Written problem
Transcribe every entry word for word, leaving out all images.

■ ■ ■

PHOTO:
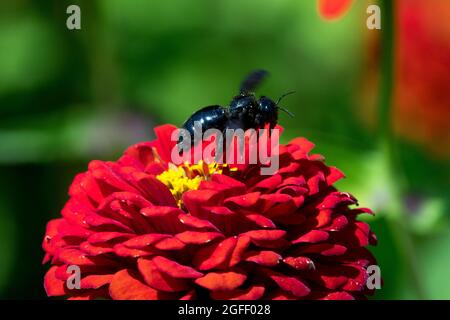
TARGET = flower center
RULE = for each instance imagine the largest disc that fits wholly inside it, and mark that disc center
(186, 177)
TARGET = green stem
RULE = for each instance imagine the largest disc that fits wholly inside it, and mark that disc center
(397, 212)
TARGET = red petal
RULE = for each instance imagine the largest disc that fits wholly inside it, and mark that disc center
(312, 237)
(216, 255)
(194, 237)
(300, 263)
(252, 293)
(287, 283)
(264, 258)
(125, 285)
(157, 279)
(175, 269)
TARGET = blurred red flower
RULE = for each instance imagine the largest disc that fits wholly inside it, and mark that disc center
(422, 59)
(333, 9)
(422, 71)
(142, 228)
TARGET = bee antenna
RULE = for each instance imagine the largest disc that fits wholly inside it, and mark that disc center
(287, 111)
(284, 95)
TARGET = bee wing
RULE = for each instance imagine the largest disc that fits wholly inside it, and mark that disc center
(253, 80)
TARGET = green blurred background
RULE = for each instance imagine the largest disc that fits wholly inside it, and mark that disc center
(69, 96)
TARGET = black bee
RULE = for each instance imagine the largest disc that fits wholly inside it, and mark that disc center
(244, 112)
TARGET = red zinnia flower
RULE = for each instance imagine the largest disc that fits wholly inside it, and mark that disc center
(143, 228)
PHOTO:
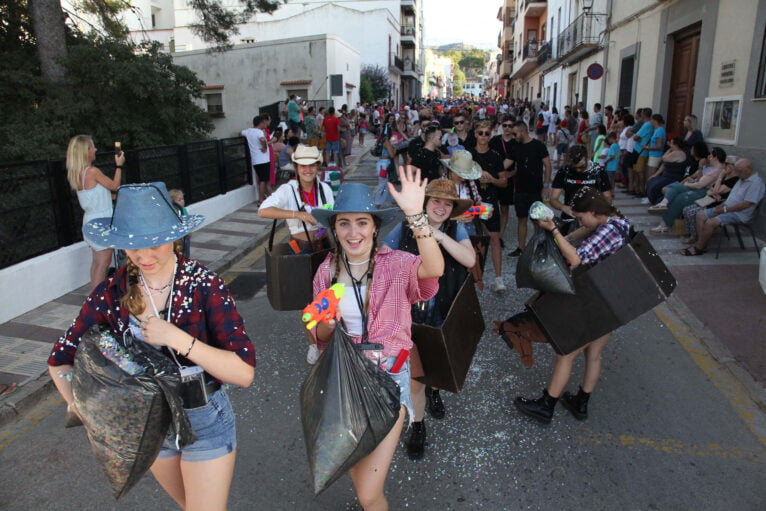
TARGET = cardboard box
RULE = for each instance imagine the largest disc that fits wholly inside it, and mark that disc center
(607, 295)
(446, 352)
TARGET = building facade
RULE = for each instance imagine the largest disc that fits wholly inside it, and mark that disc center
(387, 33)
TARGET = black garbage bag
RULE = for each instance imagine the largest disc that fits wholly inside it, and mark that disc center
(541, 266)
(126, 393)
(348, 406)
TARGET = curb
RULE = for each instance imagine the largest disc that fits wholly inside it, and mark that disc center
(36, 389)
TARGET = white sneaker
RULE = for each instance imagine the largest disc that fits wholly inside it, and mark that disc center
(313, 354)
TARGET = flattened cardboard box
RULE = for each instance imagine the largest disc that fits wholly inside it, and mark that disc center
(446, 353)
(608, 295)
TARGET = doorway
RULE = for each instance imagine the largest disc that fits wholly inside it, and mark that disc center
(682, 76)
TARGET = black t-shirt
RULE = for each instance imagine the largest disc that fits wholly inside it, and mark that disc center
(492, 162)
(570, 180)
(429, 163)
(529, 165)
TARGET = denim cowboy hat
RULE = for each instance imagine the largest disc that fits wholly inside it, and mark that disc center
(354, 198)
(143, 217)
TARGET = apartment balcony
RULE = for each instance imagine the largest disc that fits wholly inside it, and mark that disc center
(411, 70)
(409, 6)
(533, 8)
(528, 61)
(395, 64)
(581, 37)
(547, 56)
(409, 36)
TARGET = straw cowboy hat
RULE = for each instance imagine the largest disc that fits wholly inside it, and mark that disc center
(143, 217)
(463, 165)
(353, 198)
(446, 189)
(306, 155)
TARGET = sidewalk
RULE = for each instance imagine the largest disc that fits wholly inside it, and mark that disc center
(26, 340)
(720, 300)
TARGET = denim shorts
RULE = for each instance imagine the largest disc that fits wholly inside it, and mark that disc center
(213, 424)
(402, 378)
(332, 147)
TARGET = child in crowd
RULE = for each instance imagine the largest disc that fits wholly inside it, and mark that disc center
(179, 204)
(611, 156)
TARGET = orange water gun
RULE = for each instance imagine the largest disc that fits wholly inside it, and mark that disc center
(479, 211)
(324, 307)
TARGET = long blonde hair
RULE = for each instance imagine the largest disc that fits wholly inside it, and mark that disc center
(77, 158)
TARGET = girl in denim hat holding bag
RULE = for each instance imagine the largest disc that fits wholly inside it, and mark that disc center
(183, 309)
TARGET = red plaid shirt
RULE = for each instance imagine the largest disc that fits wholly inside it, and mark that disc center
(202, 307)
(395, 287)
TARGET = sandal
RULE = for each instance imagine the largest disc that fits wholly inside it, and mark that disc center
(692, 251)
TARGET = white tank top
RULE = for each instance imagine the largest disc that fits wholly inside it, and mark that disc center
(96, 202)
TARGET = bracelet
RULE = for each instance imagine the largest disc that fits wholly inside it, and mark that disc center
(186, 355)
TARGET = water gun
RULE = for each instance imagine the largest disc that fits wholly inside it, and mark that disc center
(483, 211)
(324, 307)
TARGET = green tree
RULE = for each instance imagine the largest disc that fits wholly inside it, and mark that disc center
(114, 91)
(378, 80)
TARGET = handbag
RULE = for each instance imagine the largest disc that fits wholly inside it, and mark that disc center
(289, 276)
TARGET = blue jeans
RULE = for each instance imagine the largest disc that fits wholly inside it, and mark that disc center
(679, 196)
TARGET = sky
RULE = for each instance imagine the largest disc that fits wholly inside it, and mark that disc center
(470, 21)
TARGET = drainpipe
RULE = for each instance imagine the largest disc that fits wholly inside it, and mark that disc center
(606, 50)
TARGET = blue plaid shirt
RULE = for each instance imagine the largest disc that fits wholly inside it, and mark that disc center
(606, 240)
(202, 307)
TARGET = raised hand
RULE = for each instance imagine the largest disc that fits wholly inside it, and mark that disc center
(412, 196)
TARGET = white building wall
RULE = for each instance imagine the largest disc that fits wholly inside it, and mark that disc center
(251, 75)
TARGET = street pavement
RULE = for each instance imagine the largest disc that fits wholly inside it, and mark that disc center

■ ■ ■

Reply
PHOTO:
TARGET = flower center
RULE = for each instance imagine the largest disc that fits wholly inside it, and mark that disc center
(186, 177)
TARGET = green stem
RULE = for each instance imagine the largest disc that fits wholly inside it, and mark that disc center
(397, 212)
TARGET = red petal
RULE = for each instance imagine the largest disc that fits wholly inside it, and mark that disc center
(312, 237)
(216, 255)
(194, 237)
(300, 263)
(252, 293)
(287, 283)
(264, 258)
(125, 285)
(157, 279)
(175, 269)
TARGET = blurred red flower
RULE = for each instance imagine the largest disc that fits wholly inside it, and mark that disc center
(422, 59)
(333, 9)
(422, 71)
(142, 228)
TARGET = bee antenna
RULE = for each instance imagine the largest disc that fits wholly inside it, and mark that disc center
(287, 111)
(284, 95)
TARGET = bee wing
RULE = for each instance imagine the largest disc that fits wholly inside it, and mark that disc center
(253, 80)
TARGET = green blurred background
RULE = for each instance imagine the largest disc that fits wholly inside it, and mark that disc center
(69, 96)
TARGET = black bee
RULE = for each instance imagine the largest disc that fits wholly inside it, and mark that disc center
(244, 112)
TARGET = red zinnia flower
RULE = for each instance imagine the largest disc that fits wholly inside it, and mark that disc center
(143, 228)
PHOTO:
TARGET = cardboard box
RULE = for each instance imagine the largest disc that fits wholly inside it, and mark that disc center
(607, 295)
(446, 352)
TARGET = building facade
RULE = for each instance imagine the largest disc that fits wholly inside it, and mark that disc center
(387, 33)
TARGET = black garbage bag
RULE = for each instance imagine the largest disc that fits wholly inside it, and mark that disc center
(541, 266)
(126, 393)
(348, 406)
TARGET = curb
RULE = for each instance imagine the largest disc that fits wholly inside it, and mark that disc center
(36, 389)
TARGET = white sneaker
RULE = for each instance imagine the largest disc that fits wholly inside it, and mark that disc center
(313, 354)
TARGET = flattened cardboard box
RULE = for each instance imagine the largest disc that fits wholly inside it, and mark that disc center
(446, 353)
(608, 295)
TARGET = doorway
RULE = for each instance imagine the largest disc that fits wholly inside it, and mark that disc center
(682, 76)
TARGET = black t-shirt
RULE = for each instance imagine the largest disc that fits wholly inside it, and mark that disc center
(492, 162)
(570, 180)
(429, 163)
(529, 165)
TARGET = denim cowboy hat
RULE = for each instance imagine the largest disc that fits wholly inside it, and mark that disc center
(354, 198)
(143, 217)
TARGET = apartment balcony
RULE = for each instance imagine the largest disc that fits wholly inside it, and mark that disc center
(411, 70)
(409, 6)
(533, 8)
(528, 61)
(395, 64)
(581, 37)
(547, 56)
(409, 36)
TARGET = straw cowboy hat
RULE = for each instance imagine the largest disc that fits wholly inside it, and mark that disc center
(143, 217)
(463, 165)
(353, 198)
(446, 189)
(306, 155)
TARGET = sidewalk
RULE = for each instance imagine the largest disc that fits wholly inside it, and mark that disc center
(26, 340)
(720, 300)
TARGET = denim shorts
RULE = for each instance imagine the largest disc that fits wholly inside it, and mark that disc center
(213, 424)
(402, 378)
(332, 147)
TARGET = child in crowd
RULE = for each instance imagine the largest disc that fits wholly inside it, and mark that disc center
(179, 204)
(611, 156)
TARGET = orange water gun
RULE = for each instance imagine the largest disc that fits wholly inside it, and mark that disc center
(479, 211)
(324, 307)
TARGET = long blonde hair
RULE = for each instance imagine the largest disc that fits wholly inside it, and mark that disc center
(77, 158)
TARGET = girl in denim hat holding bag
RULE = for each instance imagine the largest disc that fits wholly inside it, and mark that disc center
(183, 309)
TARGET = red plaid shirt
RULE = for each instance imagine the largest disc that fits wholly inside it, and mark that disc center
(202, 307)
(395, 287)
TARGET = sandal
RULE = for each instance imagine the largest disc that fits wholly inside it, and mark that disc center
(692, 251)
TARGET = white tank top
RULE = for each instance imagine the largest disc that fits wholly inside it, and mark that disc center
(96, 202)
TARGET = bracelet
RULE = for each instance imagine the largest disc that fits wholly inside it, and mark that disc center
(186, 355)
TARGET = water gun
RULE = for each instance imagine the largest disc that fits wholly inside it, and mark that disc center
(483, 211)
(324, 307)
TARGET = green tree
RULE = for each instance imagine the largest disc that fits wholly inside it, and mark that disc center
(114, 91)
(378, 80)
TARGET = handbag
RULE = for each instance imagine the largest disc that fits wholly inside it, and mark that disc center
(289, 276)
TARGET = blue jeans
RULE = for each instance imagine the largest disc that fits wholly inside it, and mark that disc center
(679, 196)
TARGET = sky
RULE = for each instance imagine the largest disc that fits wholly inside it, and mark that disc center
(470, 21)
TARGET = drainpipe
RULE = for each instance imagine the largest disc that fits wholly inside it, and mark that disc center
(606, 50)
TARGET = blue plaid shirt
RULE = for each instance imagine the largest disc that fits wholly inside it, and mark that disc center
(606, 240)
(202, 307)
TARGET = raised hand
RULE = for each instance imagine the largest disc that fits wholly inside it, and mark that disc center
(412, 196)
TARGET = white building wall
RULE = for each instance imagine the largest disc that fits wholly inside it, and mark that disc center
(251, 75)
TARGET = street pavement
RULE = for each instance imagine the largest disc that fits wholly inside it, and mark that disc center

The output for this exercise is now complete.